== Exercise brief ==
Copy out the material below, replacing every "pin every instance" with "mark each occurrence" and leaving everything else unchanged.

== Material supplied ==
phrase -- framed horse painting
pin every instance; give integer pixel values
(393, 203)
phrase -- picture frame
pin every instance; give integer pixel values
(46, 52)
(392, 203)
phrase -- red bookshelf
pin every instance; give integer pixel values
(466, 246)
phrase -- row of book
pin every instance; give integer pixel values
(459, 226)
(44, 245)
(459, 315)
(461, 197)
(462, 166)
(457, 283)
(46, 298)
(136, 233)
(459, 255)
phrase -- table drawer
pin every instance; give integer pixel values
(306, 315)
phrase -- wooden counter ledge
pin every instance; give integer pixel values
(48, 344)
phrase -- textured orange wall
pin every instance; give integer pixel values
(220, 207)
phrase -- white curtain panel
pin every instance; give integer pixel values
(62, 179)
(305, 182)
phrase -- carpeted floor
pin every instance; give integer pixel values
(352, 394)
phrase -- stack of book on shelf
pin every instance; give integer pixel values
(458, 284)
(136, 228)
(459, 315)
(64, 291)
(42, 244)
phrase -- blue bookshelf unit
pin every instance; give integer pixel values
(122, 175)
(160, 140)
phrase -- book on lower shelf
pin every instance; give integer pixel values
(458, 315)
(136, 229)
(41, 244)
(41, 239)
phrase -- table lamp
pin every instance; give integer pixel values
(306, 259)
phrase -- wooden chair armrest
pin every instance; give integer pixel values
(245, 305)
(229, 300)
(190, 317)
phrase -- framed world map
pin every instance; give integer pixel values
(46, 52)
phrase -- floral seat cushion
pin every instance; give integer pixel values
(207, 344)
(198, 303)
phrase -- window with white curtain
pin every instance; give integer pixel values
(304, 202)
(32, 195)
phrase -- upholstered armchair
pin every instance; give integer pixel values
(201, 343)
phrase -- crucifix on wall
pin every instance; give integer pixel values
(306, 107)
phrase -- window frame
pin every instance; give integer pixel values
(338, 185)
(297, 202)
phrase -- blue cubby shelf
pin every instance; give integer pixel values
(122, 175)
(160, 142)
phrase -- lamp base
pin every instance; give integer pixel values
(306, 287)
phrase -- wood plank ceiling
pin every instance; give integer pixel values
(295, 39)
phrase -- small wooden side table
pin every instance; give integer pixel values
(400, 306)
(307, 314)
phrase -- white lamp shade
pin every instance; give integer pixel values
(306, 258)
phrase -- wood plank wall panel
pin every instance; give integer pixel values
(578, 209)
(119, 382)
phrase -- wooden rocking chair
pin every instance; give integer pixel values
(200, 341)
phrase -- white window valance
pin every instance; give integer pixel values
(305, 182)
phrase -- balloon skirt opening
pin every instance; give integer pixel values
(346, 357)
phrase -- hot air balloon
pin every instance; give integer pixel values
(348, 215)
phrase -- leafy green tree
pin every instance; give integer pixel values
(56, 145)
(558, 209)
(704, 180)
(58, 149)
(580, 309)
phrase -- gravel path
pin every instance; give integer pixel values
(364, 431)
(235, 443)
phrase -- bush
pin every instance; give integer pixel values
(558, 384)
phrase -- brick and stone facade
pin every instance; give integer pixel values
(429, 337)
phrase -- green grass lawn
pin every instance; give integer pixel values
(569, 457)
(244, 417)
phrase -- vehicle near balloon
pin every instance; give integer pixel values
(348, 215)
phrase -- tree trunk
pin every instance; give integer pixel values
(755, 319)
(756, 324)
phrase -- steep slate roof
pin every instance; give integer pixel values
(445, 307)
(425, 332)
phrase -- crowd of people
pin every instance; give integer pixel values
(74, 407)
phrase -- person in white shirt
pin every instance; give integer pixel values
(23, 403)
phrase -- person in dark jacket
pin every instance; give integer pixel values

== Task solution ==
phrase -- framed horse painting
mark each occurrence; give integer pixel values
(393, 203)
phrase -- picture frame
mark each occurrence; give integer pixel values
(46, 52)
(392, 203)
phrase -- red bookshelf
mark each occurrence; give integer pixel values
(466, 246)
phrase -- row of book
mark each occurrence; give integer pixel values
(459, 226)
(44, 245)
(459, 315)
(461, 197)
(462, 166)
(457, 283)
(46, 298)
(136, 233)
(459, 255)
phrase -- table drawer
mark each occurrence; give integer pixel values
(306, 315)
phrase -- wooden counter ledge
mark each occurrence; give integer pixel values
(48, 344)
phrase -- textured orange wall
mark each occurrence; give integer pixel values
(220, 207)
phrase -- white curtain panel
mark each occurrence; give integer pixel values
(62, 179)
(305, 182)
phrase -- carpeted floor
mark each occurrence; give integer pixel values
(352, 394)
phrase -- stack of book on shelf
mark each occurrence; give integer pixel values
(458, 284)
(136, 228)
(459, 315)
(64, 291)
(42, 244)
phrase -- blue bookshelf unit
mark each occurrence; give integer pixel values
(122, 175)
(160, 140)
phrase -- book on lower shelf
mark each occurrence; give integer pixel values
(458, 315)
(136, 229)
(41, 244)
(41, 239)
phrase -- table lamp
mark each occurrence; give integer pixel values
(306, 259)
phrase -- wooden chair armrest
mark each occurrence; give integer pixel values
(245, 305)
(229, 300)
(190, 317)
phrase -- framed world map
mark each occurrence; give integer pixel values
(46, 52)
phrase -- floral seat cushion
mark each occurrence; give integer pixel values
(207, 344)
(198, 303)
phrase -- window with white curtain
mark each occurrence; give integer pixel values
(304, 202)
(32, 195)
phrase -- upholstered armchair
mark each occurrence; give integer pixel values
(201, 343)
phrase -- crucifix on wall
mark each occurrence; give integer pixel values
(306, 107)
phrase -- window frame
mark each occurrence; give integer pixel values
(338, 185)
(297, 202)
phrase -- blue cubby shelf
mark each occurrence; give integer pixel values
(122, 175)
(160, 142)
phrase -- lamp base
mark each occurrence; give integer pixel values
(306, 287)
phrase -- wood plank ceiling
mark each occurrence; give integer pixel values
(295, 39)
phrase -- small wooden side table
mark each occurrence; give integer pixel values
(400, 306)
(307, 314)
phrase -- white lamp shade
mark each occurrence; give integer pixel values
(306, 258)
phrase -- wood plank wall panel
mark each occurrence; give integer pixel values
(578, 209)
(119, 382)
phrase -- wooden rocking chair
mark each occurrence; give integer pixel values
(200, 341)
phrase -- white window valance
mark each occurrence; give integer pixel values
(305, 182)
phrase -- balloon skirt opening
mark each occurrence; give integer pixel values
(346, 357)
phrase -- hot air balloon
mark each occurrence; give integer pixel values
(348, 215)
phrase -- leafy green tree
mark each occurrence; give integer pixel values
(56, 145)
(558, 209)
(704, 180)
(58, 149)
(580, 309)
phrase -- gravel path
mark each occurrence; give integer pixel values
(364, 431)
(235, 443)
phrase -- bush
mark each occurrence; give integer pixel values
(558, 384)
phrase -- brick and stone facade
mark each occurrence; give integer pixel values
(429, 337)
phrase -- green grass lawn
mark each occurrence; give integer pixel values
(569, 457)
(244, 417)
phrase -- vehicle near balloon
mark each occurrence; give integer pixel values
(348, 215)
phrase -- tree trunk
mark each occurrence; give integer pixel values
(755, 319)
(756, 324)
phrase -- steep slate roof
mark each occurrence; give integer pixel values
(445, 307)
(425, 332)
phrase -- crowd of people
mark each occurrence; give integer pixel values
(74, 407)
phrase -- person in white shirt
mark each occurrence; give integer pixel values
(23, 403)
phrase -- person in dark jacket
mark each occurrence; give integer pixel values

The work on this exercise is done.